▸ **Instructions for the task**
Switch every "wristwatch" to "pocket watch" in the listing, starting with its first line and going on through the line with "pixel 602 378", and change nothing else. Leave the pictures out of your answer.

▸ **Supplied data**

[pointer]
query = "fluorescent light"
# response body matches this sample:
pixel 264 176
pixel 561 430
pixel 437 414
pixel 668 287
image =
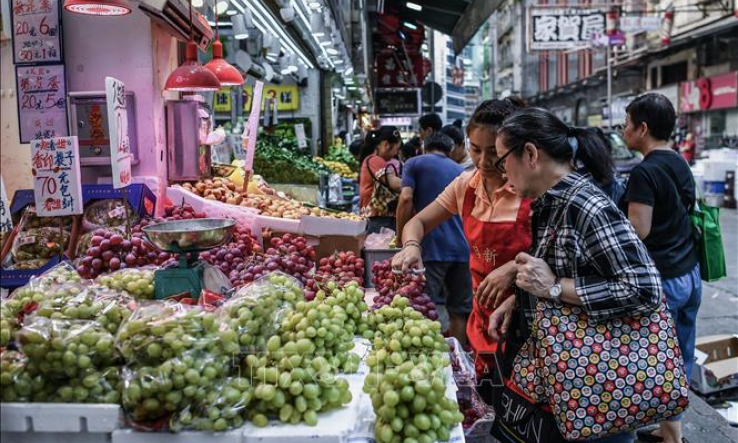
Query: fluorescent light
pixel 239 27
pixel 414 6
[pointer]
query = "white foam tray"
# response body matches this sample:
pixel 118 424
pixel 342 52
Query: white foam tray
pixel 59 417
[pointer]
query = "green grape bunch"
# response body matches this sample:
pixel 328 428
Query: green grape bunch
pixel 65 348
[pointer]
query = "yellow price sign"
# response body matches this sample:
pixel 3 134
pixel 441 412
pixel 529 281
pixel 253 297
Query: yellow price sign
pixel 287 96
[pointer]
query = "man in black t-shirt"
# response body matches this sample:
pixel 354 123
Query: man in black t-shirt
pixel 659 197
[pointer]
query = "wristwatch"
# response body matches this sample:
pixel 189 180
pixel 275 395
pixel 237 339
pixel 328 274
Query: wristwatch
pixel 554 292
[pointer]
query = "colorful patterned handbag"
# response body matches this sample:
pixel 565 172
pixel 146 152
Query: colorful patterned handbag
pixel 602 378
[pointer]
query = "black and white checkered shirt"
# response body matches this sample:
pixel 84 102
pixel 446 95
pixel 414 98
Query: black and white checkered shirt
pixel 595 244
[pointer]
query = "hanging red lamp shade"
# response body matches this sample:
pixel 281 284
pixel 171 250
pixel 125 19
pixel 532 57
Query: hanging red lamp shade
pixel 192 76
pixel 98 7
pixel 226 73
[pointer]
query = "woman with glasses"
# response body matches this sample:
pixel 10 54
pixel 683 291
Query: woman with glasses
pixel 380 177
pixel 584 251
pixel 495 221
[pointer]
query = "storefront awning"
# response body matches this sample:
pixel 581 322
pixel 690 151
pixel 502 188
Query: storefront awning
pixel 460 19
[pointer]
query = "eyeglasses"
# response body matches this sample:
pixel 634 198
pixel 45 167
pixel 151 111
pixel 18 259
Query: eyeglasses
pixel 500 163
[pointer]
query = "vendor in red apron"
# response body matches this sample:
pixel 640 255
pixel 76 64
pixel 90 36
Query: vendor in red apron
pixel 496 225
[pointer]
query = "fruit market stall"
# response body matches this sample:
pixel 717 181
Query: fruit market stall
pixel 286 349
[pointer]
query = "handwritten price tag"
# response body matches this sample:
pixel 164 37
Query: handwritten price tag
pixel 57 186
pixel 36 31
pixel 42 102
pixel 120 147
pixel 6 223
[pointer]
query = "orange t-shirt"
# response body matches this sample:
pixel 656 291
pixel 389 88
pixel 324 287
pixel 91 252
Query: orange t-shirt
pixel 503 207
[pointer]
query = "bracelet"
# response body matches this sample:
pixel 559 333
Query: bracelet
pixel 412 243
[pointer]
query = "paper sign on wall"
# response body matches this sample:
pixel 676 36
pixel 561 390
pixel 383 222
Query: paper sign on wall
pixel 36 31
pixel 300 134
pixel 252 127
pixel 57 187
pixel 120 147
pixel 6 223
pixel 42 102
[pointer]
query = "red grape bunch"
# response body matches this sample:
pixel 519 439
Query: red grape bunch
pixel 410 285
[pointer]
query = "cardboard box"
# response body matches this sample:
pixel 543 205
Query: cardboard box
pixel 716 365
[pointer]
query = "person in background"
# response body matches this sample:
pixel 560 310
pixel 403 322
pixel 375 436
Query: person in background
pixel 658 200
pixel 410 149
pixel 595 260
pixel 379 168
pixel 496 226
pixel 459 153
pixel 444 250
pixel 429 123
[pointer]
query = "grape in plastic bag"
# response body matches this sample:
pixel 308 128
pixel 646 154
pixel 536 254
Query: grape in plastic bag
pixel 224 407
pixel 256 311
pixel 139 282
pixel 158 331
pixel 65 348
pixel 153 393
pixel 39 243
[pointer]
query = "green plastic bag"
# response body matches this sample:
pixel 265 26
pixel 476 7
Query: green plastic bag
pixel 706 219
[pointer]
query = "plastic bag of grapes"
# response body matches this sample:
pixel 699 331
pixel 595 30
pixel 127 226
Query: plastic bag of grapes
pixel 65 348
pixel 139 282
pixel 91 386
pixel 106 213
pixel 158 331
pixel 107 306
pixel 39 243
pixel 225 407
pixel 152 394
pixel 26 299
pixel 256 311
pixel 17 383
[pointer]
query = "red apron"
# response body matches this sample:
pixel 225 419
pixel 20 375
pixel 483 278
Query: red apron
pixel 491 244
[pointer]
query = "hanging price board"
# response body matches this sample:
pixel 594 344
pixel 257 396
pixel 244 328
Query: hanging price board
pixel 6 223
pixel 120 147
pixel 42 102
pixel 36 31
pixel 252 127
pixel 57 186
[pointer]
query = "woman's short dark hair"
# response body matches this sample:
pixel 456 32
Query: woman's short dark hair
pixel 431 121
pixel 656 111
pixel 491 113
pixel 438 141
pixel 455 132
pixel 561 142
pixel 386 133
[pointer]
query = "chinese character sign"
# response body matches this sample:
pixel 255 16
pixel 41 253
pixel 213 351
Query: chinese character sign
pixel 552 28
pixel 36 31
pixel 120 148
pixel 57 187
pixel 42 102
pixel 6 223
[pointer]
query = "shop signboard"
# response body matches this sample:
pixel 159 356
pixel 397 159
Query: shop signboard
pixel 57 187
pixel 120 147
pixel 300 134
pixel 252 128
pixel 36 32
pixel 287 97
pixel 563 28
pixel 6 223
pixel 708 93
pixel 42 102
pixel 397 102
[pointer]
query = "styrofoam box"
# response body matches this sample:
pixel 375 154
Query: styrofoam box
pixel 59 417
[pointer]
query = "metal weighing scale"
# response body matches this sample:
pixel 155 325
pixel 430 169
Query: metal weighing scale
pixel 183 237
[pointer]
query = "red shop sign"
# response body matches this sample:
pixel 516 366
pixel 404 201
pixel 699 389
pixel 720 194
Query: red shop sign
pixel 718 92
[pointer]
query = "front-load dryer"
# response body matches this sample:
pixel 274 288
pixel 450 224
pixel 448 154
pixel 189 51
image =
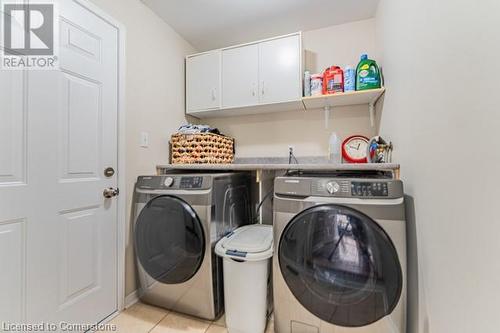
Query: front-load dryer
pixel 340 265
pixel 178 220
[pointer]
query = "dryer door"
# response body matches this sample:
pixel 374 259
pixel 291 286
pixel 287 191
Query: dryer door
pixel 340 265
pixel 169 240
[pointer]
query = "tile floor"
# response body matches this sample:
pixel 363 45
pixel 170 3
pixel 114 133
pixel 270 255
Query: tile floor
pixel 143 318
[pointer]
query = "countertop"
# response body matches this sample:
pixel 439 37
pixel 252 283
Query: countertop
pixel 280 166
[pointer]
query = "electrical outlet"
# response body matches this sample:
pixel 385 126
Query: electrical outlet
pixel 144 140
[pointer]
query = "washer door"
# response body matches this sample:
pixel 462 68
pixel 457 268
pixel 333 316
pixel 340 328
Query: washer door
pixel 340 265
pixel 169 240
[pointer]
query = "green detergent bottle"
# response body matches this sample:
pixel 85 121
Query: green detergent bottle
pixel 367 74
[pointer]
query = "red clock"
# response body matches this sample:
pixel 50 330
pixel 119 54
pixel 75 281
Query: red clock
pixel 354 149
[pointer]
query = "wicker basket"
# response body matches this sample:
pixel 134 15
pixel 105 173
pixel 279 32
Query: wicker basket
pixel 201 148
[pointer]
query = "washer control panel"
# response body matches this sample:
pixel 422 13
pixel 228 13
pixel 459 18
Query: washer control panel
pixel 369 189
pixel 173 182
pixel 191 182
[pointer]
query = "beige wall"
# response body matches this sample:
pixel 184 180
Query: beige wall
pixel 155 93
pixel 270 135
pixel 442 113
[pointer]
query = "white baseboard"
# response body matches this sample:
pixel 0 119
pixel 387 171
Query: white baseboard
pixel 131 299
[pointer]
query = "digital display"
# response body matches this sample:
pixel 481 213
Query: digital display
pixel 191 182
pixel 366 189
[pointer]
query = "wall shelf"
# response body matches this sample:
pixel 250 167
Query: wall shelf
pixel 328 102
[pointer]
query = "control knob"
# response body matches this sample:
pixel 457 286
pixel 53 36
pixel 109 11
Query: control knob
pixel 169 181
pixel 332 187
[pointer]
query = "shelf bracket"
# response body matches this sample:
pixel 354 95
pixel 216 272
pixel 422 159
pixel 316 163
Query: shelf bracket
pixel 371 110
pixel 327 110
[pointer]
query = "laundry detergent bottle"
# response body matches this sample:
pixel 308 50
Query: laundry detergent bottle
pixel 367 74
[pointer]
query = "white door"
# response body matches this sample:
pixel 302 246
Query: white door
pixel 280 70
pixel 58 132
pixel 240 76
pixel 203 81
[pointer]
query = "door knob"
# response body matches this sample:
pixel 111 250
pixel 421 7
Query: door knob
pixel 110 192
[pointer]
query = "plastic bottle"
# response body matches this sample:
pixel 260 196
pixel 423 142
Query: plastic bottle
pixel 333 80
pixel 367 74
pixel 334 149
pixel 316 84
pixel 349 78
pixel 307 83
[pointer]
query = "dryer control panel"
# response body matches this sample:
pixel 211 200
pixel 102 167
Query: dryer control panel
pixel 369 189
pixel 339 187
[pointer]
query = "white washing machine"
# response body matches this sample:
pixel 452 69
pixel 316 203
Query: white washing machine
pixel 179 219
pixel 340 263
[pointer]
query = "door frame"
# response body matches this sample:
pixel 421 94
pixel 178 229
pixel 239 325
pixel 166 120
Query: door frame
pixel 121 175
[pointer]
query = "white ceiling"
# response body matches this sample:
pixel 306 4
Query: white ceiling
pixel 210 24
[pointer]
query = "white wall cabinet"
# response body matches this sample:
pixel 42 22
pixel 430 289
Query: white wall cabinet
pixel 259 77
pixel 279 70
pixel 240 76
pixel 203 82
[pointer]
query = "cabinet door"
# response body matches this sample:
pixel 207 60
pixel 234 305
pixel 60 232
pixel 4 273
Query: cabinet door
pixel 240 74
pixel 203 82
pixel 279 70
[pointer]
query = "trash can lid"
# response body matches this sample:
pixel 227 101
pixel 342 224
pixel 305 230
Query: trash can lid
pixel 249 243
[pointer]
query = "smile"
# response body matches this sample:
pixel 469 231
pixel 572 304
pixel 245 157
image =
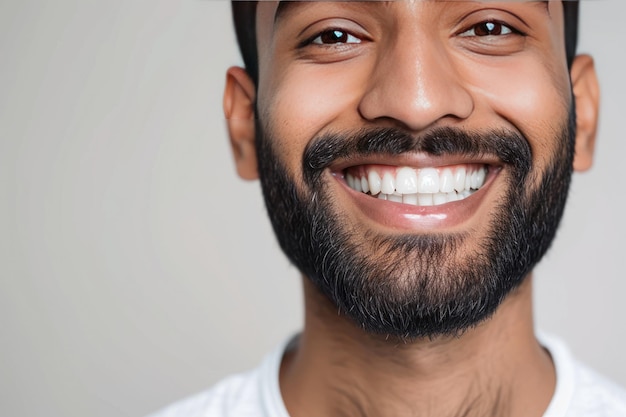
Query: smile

▸ **Task response**
[pointer]
query = "fluorescent light"
# response body matches this sample:
pixel 264 176
pixel 561 430
pixel 437 414
pixel 668 287
image =
Query: fluorescent light
pixel 239 27
pixel 414 6
[pointer]
query = "white foam tray"
# response body matches this sample:
pixel 118 424
pixel 342 52
Query: white foam tray
pixel 59 417
[pointer]
query = "green grape bunch"
# response body matches this sample:
pixel 328 428
Query: green grape bunch
pixel 65 348
[pointer]
query = "yellow price sign"
# response body matches this sample:
pixel 3 134
pixel 441 412
pixel 529 281
pixel 253 297
Query: yellow price sign
pixel 287 96
[pointer]
query = "man in black t-shirt"
# response body matches this sample:
pixel 354 123
Query: man in black t-shirt
pixel 659 197
[pointer]
query = "pocket watch"
# response body matches this sample:
pixel 189 180
pixel 275 395
pixel 237 339
pixel 328 274
Query: pocket watch
pixel 554 292
[pointer]
query = "colorful patterned handbag"
# response body matches this sample:
pixel 565 172
pixel 146 152
Query: colorful patterned handbag
pixel 602 378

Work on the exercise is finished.